● EXERCISE TEXT:
# # # # # # #
With $$S_b$$, the boundary layer temperature $$T_b$$ and the melt rate $$q$$ are known through (8.39) and (8.42).

### 8.6.3.4.3. ISOMIP thermodynamics¶

A simpler formulation follows the ISOMIP protocol. The freezing and melting in the boundary layer between ice shelf and ocean is parameterized following Grosfeld et al. (1997) [GGD97]. In this formulation (8.38) reduces to

(8.43)$c_{p} \, \rho_c \, \gamma_T (T - T_{b}) = -L q$

and the fresh water flux $$q$$ is computed from

(8.44)$q = - \frac{c_{p} \, \rho_c \, \gamma_T (T - T_{b})}{L}$

In order to use this formulation, set runtime parameter useISOMIPTD =.TRUE. in data.shelfice.
# # # # # # #
Data excerpts
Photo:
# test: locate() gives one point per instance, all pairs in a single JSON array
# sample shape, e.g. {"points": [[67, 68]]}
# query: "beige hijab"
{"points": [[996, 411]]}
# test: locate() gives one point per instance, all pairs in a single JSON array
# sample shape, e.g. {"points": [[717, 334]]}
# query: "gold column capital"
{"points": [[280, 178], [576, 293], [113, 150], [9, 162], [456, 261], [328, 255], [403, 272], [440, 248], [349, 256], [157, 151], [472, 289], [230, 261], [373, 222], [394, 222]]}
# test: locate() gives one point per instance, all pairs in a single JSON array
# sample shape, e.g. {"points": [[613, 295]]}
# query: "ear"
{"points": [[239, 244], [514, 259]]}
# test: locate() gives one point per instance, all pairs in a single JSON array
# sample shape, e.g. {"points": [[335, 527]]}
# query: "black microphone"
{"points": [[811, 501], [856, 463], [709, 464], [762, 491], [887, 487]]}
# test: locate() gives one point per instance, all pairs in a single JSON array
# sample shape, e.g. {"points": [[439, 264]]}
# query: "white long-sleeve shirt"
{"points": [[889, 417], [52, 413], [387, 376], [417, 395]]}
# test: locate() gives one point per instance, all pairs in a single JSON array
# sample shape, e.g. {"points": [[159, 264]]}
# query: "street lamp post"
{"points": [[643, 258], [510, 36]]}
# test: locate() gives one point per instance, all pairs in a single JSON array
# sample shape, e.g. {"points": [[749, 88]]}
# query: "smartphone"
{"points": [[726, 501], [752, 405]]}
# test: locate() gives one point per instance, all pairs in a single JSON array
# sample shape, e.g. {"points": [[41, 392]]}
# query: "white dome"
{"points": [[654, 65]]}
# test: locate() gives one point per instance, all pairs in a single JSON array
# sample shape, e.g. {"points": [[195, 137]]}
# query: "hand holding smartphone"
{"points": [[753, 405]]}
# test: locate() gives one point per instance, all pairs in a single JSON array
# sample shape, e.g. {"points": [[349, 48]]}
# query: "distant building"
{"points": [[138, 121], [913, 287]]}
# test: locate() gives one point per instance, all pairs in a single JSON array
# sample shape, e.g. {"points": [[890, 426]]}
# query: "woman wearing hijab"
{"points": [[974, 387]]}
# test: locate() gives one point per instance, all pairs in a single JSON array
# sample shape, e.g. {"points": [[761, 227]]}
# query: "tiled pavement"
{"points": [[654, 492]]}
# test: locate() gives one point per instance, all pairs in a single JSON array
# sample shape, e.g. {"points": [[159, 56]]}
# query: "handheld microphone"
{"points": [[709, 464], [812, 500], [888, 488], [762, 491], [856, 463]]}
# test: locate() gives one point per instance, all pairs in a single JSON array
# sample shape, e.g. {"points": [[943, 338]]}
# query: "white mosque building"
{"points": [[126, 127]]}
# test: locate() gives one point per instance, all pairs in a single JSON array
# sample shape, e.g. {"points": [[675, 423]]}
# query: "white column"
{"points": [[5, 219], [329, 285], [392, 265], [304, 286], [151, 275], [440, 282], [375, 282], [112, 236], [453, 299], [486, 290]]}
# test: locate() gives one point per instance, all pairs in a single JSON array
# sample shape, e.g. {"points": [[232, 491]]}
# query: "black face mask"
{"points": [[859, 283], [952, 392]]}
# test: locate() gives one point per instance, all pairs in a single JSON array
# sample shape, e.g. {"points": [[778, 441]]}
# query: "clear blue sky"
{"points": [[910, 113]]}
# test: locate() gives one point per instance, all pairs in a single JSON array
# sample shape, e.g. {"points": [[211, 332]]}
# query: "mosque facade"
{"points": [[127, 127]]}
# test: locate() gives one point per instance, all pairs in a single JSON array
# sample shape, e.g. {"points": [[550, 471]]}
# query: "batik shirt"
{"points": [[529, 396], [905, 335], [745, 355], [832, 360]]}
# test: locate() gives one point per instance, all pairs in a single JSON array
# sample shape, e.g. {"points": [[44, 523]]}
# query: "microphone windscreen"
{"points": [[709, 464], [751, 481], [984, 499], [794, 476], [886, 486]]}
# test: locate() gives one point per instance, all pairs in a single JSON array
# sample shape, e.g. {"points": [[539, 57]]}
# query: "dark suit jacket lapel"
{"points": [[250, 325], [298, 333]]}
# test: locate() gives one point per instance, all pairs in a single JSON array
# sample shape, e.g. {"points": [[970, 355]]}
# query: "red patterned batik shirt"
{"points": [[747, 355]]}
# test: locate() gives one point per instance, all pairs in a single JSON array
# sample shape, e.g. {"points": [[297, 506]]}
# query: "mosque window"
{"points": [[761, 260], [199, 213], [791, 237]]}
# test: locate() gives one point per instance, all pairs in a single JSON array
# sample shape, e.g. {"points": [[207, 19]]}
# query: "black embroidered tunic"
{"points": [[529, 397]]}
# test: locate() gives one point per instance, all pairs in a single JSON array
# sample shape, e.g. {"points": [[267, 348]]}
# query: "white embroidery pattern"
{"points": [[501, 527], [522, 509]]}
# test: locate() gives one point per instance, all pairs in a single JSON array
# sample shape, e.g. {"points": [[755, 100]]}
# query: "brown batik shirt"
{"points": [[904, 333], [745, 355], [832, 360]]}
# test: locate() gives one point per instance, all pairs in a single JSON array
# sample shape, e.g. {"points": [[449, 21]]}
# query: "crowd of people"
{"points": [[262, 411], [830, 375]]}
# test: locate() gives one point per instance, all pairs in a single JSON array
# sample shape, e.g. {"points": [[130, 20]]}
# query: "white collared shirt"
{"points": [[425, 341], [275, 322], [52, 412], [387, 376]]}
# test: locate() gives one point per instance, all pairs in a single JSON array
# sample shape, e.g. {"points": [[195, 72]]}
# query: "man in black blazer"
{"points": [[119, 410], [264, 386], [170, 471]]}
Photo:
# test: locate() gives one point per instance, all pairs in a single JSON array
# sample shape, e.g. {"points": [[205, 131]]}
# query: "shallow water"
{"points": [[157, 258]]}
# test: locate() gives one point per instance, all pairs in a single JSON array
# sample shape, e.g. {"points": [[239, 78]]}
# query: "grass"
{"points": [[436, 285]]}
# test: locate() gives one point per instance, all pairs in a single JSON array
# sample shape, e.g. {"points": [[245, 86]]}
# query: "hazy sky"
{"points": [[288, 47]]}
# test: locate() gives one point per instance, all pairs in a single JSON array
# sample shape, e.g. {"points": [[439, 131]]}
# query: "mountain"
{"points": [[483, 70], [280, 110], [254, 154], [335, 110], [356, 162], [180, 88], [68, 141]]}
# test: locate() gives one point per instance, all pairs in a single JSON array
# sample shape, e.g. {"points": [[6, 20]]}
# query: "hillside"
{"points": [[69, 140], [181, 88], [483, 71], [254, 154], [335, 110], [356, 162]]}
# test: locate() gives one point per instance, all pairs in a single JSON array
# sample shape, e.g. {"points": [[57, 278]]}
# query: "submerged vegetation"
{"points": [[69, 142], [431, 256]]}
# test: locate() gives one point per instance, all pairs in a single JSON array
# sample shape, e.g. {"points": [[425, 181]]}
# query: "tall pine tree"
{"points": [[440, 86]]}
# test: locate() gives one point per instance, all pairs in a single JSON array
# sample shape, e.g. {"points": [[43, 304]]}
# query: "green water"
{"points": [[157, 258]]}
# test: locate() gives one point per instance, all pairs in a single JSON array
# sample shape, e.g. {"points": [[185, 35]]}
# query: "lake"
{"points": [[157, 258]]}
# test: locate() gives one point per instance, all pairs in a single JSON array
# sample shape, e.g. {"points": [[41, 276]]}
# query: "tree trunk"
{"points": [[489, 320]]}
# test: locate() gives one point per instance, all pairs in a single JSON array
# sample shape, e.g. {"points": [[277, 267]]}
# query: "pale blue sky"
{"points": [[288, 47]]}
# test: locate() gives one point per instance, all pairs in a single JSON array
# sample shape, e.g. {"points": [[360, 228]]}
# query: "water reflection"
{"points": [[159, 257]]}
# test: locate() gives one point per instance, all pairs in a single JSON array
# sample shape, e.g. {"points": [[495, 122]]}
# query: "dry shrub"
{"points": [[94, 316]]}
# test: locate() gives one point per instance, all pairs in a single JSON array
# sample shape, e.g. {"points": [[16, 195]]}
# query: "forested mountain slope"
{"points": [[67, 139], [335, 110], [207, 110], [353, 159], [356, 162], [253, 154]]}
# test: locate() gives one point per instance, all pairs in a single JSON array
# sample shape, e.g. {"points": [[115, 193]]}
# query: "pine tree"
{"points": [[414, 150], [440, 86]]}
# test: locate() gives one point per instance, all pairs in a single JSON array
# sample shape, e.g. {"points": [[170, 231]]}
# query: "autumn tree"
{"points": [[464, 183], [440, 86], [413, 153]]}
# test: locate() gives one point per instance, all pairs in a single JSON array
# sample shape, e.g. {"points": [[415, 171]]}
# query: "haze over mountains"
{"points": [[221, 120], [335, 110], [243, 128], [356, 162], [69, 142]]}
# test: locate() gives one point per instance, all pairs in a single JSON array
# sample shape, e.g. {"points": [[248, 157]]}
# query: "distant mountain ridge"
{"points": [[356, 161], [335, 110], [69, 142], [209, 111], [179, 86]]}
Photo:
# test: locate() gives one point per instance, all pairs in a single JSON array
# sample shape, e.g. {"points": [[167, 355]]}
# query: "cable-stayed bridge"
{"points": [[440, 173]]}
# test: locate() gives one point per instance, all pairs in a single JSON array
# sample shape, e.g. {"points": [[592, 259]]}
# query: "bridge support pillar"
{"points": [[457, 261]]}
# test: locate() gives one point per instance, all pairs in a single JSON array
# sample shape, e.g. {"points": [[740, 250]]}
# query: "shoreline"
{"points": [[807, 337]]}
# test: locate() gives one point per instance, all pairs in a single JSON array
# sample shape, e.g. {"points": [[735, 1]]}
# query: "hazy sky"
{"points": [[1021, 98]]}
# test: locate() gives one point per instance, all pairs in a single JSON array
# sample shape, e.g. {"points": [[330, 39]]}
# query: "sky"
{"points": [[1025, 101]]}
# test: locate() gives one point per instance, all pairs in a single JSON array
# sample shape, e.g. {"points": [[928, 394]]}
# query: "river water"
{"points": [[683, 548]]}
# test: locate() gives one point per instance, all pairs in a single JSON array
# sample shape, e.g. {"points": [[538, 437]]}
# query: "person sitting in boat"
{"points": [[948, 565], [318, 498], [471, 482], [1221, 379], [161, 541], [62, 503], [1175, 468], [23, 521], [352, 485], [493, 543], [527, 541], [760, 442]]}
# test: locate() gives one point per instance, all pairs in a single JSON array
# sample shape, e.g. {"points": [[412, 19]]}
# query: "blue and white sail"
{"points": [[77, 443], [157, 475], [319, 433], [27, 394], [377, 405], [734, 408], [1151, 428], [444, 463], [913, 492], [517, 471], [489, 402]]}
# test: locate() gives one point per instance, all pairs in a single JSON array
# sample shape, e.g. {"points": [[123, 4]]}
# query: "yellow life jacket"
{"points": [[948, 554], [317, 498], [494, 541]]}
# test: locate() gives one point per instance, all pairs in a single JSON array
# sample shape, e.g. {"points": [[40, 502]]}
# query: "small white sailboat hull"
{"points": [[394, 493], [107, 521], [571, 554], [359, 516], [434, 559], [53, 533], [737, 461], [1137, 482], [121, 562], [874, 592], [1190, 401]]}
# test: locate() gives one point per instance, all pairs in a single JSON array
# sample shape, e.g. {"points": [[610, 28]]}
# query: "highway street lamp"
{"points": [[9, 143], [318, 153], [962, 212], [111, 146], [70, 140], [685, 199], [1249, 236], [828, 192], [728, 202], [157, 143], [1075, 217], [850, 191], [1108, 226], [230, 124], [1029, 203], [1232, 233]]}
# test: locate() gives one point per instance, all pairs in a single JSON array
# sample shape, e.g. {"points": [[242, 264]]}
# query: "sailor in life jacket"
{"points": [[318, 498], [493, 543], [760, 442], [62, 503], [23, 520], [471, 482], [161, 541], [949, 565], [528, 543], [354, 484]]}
# # # # # # #
● WHAT IS BEING ASKED: Retype the part of the ISOMIP thermodynamics passage starting with "A simpler formulation" and going on through "useISOMIPTD =.TRUE. in data.shelfice.".

● WRITTEN SOLUTION:
A simpler formulation follows the ISOMIP protocol. The freezing and melting in the boundary layer between ice shelf and ocean is parameterized following Grosfeld et al. (1997) [GGD97]. In this formulation (8.38) reduces to

(8.43)$c_{p} \, \rho_c \, \gamma_T (T - T_{b}) = -L q$

and the fresh water flux $$q$$ is computed from

(8.44)$q = - \frac{c_{p} \, \rho_c \, \gamma_T (T - T_{b})}{L}$

In order to use this formulation, set runtime parameter useISOMIPTD =.TRUE. in data.shelfice.